--- What the task asks ---
What this exercise calls for is an exact copy of the data.

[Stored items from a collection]

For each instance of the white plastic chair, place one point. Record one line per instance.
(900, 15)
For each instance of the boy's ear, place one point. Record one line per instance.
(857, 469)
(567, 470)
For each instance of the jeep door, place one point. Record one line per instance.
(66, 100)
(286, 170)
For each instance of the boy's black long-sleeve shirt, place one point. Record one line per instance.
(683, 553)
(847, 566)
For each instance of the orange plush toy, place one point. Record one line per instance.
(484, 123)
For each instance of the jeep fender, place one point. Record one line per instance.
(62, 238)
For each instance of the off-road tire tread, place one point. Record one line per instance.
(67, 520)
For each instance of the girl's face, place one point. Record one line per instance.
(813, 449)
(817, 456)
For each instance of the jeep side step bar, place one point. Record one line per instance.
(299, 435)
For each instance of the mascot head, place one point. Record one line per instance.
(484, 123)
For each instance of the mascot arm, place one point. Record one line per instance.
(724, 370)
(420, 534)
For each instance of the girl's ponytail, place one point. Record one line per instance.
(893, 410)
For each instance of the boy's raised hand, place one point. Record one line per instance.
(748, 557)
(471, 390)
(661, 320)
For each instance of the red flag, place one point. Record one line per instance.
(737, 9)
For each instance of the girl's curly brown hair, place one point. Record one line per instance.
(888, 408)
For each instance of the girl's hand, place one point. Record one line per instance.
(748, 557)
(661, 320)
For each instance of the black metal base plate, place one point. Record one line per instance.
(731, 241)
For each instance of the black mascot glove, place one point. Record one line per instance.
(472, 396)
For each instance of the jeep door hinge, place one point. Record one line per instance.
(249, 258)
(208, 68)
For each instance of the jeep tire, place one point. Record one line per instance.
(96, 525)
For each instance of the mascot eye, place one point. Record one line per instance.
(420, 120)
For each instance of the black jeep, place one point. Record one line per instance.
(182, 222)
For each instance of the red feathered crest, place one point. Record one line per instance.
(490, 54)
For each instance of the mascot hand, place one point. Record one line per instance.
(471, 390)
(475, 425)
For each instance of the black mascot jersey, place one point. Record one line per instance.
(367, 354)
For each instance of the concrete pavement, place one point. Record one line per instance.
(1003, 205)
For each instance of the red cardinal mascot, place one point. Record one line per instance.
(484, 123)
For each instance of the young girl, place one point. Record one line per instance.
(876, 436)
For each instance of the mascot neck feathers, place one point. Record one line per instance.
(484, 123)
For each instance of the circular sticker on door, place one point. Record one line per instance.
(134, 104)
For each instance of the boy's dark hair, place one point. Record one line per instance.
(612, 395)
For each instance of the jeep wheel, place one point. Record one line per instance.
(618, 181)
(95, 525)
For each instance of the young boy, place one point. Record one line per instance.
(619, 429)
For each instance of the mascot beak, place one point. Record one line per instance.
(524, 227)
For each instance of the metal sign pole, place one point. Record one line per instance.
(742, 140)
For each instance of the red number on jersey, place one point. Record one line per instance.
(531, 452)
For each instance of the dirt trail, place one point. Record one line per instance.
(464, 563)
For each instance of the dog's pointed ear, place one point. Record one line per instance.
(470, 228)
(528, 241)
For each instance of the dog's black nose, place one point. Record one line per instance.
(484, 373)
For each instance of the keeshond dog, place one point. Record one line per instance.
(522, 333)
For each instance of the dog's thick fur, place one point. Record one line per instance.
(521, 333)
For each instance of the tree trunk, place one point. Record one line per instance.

--- Solution to this task ---
For each instance of the white plastic chair, place one point. Record one line per instance.
(900, 15)
For each instance of the boy's ear, place one point. Record one line per instance.
(857, 469)
(567, 470)
For each instance of the jeep door, place one point. Record one line per instance.
(66, 100)
(286, 170)
For each instance of the boy's black long-sleeve shirt, place one point. Record one line per instance.
(683, 553)
(847, 566)
For each instance of the orange plush toy, place one point. Record one line per instance.
(484, 123)
For each instance of the jeep fender, place one point. Record one line per instance.
(62, 238)
For each instance of the off-road tire tread, place one point. Record one line per instance.
(67, 520)
For each instance of the girl's face, place one point. Record one line per instance.
(813, 449)
(817, 456)
For each instance of the jeep side step bar, place one point. Record one line per instance.
(299, 435)
For each instance of the mascot head, place one point. Record one line per instance.
(484, 123)
For each instance of the mascot arm, place one point. Record one line per instance.
(724, 370)
(420, 534)
For each instance of the girl's ponytail, place one point. Record one line per instance.
(893, 410)
For each instance of the boy's raised hand, place one point. Record one line per instance.
(748, 557)
(471, 390)
(661, 320)
For each instance of the red flag, place one point. Record one line per instance.
(737, 9)
For each instance of the girl's curly brown hair, place one point. Record one line per instance.
(888, 408)
For each instance of the girl's hand, place one point. Record one line per instance.
(748, 557)
(661, 320)
For each instance of the black metal base plate, place one point. Record one line per instance.
(731, 241)
For each instance of the black mascot glove, place one point. Record one line per instance.
(472, 396)
For each instance of the jeep door hinge, place one point. Record one line per instance.
(249, 258)
(208, 68)
For each instance of the jeep tire, place one point. Record one line per instance.
(96, 525)
For each instance of the mascot eye, place one point. Record one line per instance.
(420, 120)
For each instance of the black jeep, place one point. Record one line per instance.
(182, 222)
For each instance of the red feathered crest, place one point. Record one line per instance.
(490, 54)
For each instance of the mascot hand, place one point. Record one line per instance.
(471, 390)
(475, 425)
For each instance of the black mascot jersey, place one point. Record one line per instance.
(367, 354)
For each instance of the concrete pavement, place one point. Record one line per instance.
(1003, 205)
For each instance of the red cardinal mascot, place one point. Record one line per instance.
(484, 123)
For each instance of the young girl, place one point. Record one line per instance.
(876, 436)
For each instance of the mascot neck feathers, place one point. Record one line per instance.
(484, 123)
For each instance of the circular sticker on door, place one point. Record one line per instance.
(134, 104)
For each instance of the boy's dark hair, place one point. Record one line per instance.
(612, 395)
For each instance of the jeep wheel, place one point. Record one line per instance.
(618, 181)
(95, 525)
For each instance of the young boy, place one point. Record one line per instance.
(619, 429)
For each instance of the mascot beak, place one point. Record one line per instance.
(524, 227)
For each instance of the metal sign pole, place one point. Record one line per instance.
(742, 140)
For each instance of the red number on jersey, place one point. Record one line per instance.
(531, 452)
For each instance of the dirt trail, place one point. Record one line per instance.
(464, 563)
For each instance of the dog's pointed ear, place one point. Record one line per instance.
(470, 228)
(528, 241)
For each instance of the dog's black nose, place one point. Record one line per instance.
(484, 373)
For each instance of the keeshond dog, place one point. Record one line per instance.
(522, 333)
For each instance of the dog's thick fur, place one point. Record one line per instance.
(521, 333)
For each instance of the tree trunk, place one point. Record one line per instance.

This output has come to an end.